In full and without alteration, repeat the material.

___

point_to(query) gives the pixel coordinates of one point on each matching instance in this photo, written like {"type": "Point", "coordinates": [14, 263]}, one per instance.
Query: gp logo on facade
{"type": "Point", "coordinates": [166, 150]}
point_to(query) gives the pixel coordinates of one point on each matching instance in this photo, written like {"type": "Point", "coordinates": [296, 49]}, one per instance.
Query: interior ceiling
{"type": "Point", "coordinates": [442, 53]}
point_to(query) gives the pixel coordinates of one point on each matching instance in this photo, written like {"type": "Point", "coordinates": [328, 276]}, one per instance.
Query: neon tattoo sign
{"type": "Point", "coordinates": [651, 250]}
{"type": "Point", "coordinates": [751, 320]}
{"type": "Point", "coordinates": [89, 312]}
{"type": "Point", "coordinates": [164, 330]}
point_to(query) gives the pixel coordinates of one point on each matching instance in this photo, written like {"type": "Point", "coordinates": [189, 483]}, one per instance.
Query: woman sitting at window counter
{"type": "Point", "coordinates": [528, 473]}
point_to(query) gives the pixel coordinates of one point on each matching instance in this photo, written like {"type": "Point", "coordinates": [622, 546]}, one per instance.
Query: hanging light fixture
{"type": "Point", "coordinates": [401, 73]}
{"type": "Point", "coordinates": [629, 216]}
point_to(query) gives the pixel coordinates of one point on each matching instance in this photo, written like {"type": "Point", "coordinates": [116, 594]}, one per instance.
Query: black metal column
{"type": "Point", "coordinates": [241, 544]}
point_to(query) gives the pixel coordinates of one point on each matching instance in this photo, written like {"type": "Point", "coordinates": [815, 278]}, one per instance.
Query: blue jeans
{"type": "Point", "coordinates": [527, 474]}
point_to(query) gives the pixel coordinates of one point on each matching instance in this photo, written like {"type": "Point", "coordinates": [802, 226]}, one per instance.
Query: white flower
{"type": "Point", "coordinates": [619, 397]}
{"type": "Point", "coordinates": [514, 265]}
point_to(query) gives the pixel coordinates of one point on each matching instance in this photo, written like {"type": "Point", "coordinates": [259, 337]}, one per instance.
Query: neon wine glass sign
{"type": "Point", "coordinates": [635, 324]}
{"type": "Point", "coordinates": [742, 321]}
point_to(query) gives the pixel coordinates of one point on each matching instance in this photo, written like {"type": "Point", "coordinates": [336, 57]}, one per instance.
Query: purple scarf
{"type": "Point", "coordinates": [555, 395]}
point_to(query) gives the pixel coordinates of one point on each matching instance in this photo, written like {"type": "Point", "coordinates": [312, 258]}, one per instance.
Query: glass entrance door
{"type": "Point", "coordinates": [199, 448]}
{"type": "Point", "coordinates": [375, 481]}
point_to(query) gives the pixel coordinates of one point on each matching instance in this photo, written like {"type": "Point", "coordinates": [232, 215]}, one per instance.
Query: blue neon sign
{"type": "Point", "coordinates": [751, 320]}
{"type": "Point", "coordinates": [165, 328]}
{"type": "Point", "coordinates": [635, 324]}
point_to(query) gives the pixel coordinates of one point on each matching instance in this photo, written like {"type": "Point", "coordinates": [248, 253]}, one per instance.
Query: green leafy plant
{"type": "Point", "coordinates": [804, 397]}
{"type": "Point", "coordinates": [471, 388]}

___

:: SOLUTION TO THIS TASK ::
point_to(query) gives the pixel coordinates of one point on each matching instance in this photo, written like {"type": "Point", "coordinates": [14, 263]}, one per instance.
Query: gp logo on facade
{"type": "Point", "coordinates": [166, 150]}
point_to(query) gives the pixel coordinates of one point on each matching instance in this photo, written like {"type": "Point", "coordinates": [296, 49]}, one per instance.
Query: interior ceiling
{"type": "Point", "coordinates": [442, 53]}
point_to(query) gives the pixel coordinates of one point on each matching instance in this photo, written like {"type": "Point", "coordinates": [328, 276]}, one per instance.
Query: neon tattoo sign
{"type": "Point", "coordinates": [651, 250]}
{"type": "Point", "coordinates": [751, 320]}
{"type": "Point", "coordinates": [89, 312]}
{"type": "Point", "coordinates": [164, 330]}
point_to(query) gives the pixel coordinates of one point on each matching instance in this photo, written like {"type": "Point", "coordinates": [189, 483]}, one per instance.
Query: woman sitting at window counter
{"type": "Point", "coordinates": [528, 473]}
point_to(query) gives the pixel coordinates of one point on each matching instance in this photo, written like {"type": "Point", "coordinates": [622, 546]}, one per instance.
Query: hanging light fixture
{"type": "Point", "coordinates": [401, 73]}
{"type": "Point", "coordinates": [629, 216]}
point_to(query) gives the pixel coordinates of one point on each matching instance in this photo, written like {"type": "Point", "coordinates": [116, 594]}, one per instance.
Query: black metal column
{"type": "Point", "coordinates": [241, 544]}
point_to(query) gives the pixel coordinates of one point on each matching instance in this photo, written like {"type": "Point", "coordinates": [815, 278]}, one per instance.
Query: blue jeans
{"type": "Point", "coordinates": [527, 474]}
point_to(query) gives the pixel coordinates of one point on each matching instance in this photo, written like {"type": "Point", "coordinates": [802, 226]}, one per instance.
Query: white flower
{"type": "Point", "coordinates": [619, 397]}
{"type": "Point", "coordinates": [514, 265]}
point_to(query) gives the pixel coordinates of one point on each matching instance in this photo, written like {"type": "Point", "coordinates": [259, 337]}, one per instance.
Query: neon wine glass sign
{"type": "Point", "coordinates": [635, 324]}
{"type": "Point", "coordinates": [742, 321]}
point_to(query) gives the pixel coordinates of one point on each matching instance in this photo, written like {"type": "Point", "coordinates": [336, 57]}, one per instance.
Query: purple scarf
{"type": "Point", "coordinates": [555, 395]}
point_to(query) gives the pixel coordinates of one point on each matching instance in this photo, written like {"type": "Point", "coordinates": [312, 258]}, one per instance.
Query: glass entrance door
{"type": "Point", "coordinates": [199, 448]}
{"type": "Point", "coordinates": [375, 481]}
point_to(query) gives the pixel coordinates of one point on each matching instance in this photo, written like {"type": "Point", "coordinates": [232, 215]}, one per instance.
Query: blue neon sign
{"type": "Point", "coordinates": [751, 320]}
{"type": "Point", "coordinates": [165, 328]}
{"type": "Point", "coordinates": [635, 324]}
point_to(query) gives the pixel coordinates of one point on each matching instance in this photo, written like {"type": "Point", "coordinates": [248, 253]}, one per instance.
Query: green leafy plant
{"type": "Point", "coordinates": [804, 397]}
{"type": "Point", "coordinates": [471, 388]}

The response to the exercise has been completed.